» **Problem A**: In the article on The Gallows, write out the passage that begins at the words "The Gallows was" and stops after the words "the tragic event.".
» **Problem B**:
Using the article on The Gallows, answer these questions:
(i) On what date was the film released in the United States?
(ii) What caused Charlie Grimille's death in 1993?
(iii) Who came up with the idea to vandalize the set?
» **Problem C**: According to the article on The Gallows, why is Reese Houser excited about the new performance of the play?
-- START Text section --
The Gallows is a 2015 American found footage supernatural horror film written and directed by Chris Lofing and Travis Cluff. The film stars Reese Mishler, Pfeifer Brown, Ryan Shoos and Cassidy Gifford.

The Gallows was released in the United States by Warner Bros. Pictures and New Line Cinema on July 10, 2015. It was largely disliked by critics and audiences but grossed $43 million worldwide against a $100,000 budget. A sequel, The Gallows Act II, was released in October 2019.

Plot
On October 29, 1993, Beatrice High School student Charlie Grimille is accidentally hung and killed after a prop malfunction during a presentation of the play The Gallows. His parents, along with the whole audience, witness the tragic event.

Twenty years later, on October 28, 2013, the school attempts to put on a new performance of The Gallows. Reese Houser is excited, as this gives him a chance to grow closer to his crush Pfeifer Ross. His friend Ryan Shoos comes up with the idea to vandalize the set. That night, Reese, Ryan, and Ryan's girlfriend Cassidy Spilker sneak into the school and begin to dismantle the set, only to hear Pfeifer in the hallway. They try to leave but find that they have been locked inside, and there is no cell phone reception. Disturbed, Cassidy admits the trio's real reason for being in the school at this time, which angers Pfeifer.
-- END Text section --
-- START Information given --
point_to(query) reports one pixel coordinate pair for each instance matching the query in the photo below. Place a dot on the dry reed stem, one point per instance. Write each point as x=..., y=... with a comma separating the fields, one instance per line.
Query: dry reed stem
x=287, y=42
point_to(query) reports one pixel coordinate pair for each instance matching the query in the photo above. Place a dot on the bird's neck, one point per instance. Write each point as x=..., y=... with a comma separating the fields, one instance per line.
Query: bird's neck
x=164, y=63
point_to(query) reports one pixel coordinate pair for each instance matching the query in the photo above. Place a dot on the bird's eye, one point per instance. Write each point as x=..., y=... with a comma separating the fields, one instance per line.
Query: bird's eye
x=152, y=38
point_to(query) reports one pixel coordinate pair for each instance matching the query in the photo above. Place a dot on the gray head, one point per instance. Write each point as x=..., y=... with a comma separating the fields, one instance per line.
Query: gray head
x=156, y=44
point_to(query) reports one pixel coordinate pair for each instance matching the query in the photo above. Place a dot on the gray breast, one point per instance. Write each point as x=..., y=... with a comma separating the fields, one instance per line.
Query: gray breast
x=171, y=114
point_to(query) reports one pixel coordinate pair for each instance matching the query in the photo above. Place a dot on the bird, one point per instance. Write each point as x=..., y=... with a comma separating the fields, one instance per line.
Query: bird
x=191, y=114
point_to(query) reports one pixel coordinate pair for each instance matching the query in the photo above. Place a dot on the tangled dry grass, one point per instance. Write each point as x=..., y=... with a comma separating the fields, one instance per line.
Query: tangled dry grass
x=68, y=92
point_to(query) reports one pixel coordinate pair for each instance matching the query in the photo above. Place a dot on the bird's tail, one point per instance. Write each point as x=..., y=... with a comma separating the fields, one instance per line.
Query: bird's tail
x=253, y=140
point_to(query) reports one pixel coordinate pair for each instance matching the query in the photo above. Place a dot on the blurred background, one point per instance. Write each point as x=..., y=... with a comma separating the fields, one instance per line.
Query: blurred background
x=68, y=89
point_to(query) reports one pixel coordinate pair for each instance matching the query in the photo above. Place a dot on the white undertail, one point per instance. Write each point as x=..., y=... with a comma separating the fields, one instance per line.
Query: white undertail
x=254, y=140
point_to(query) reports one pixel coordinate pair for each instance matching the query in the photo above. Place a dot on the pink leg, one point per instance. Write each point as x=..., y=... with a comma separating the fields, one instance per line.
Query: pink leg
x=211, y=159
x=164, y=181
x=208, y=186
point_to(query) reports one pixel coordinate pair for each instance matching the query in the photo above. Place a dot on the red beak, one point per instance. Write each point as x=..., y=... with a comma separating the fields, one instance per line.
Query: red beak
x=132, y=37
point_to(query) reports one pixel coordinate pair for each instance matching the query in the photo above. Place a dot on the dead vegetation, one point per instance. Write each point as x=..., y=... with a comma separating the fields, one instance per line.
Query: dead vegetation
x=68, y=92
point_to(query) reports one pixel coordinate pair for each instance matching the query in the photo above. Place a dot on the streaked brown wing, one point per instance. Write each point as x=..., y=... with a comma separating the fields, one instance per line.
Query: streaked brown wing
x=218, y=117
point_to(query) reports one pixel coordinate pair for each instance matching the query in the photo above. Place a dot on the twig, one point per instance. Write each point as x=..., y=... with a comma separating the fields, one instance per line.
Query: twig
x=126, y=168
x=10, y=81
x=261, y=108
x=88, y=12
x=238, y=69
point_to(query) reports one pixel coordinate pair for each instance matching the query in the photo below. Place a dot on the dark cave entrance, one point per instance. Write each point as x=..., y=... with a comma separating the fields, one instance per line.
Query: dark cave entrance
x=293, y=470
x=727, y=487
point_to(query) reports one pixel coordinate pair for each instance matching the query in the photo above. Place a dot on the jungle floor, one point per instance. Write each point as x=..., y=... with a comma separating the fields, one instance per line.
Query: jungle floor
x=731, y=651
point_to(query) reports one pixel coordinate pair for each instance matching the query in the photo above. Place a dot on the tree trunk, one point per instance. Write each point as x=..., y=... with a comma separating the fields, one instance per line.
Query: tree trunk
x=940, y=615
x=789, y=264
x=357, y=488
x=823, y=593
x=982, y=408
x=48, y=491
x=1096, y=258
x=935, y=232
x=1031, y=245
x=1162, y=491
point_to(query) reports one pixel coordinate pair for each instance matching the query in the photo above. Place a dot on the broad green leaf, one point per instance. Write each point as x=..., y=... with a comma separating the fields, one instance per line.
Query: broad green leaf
-- END Information given --
» **Written solution A**:
The Gallows was released in the United States by Warner Bros. Pictures and New Line Cinema on July 10, 2015. It was largely disliked by critics and audiences but grossed $43 million worldwide against a $100,000 budget. A sequel, The Gallows Act II, was released in October 2019.

Plot
On October 29, 1993, Beatrice High School student Charlie Grimille is accidentally hung and killed after a prop malfunction during a presentation of the play The Gallows. His parents, along with the whole audience, witness the tragic event.

» **Written solution B**:
(i) July 10, 2015
(ii) A prop malfunction during a presentation of the play The Gallows caused him to be accidentally hung.
(iii) Ryan Shoos

» **Written solution C**: The new performance gives him a chance to grow closer to his crush, Pfeifer Ross.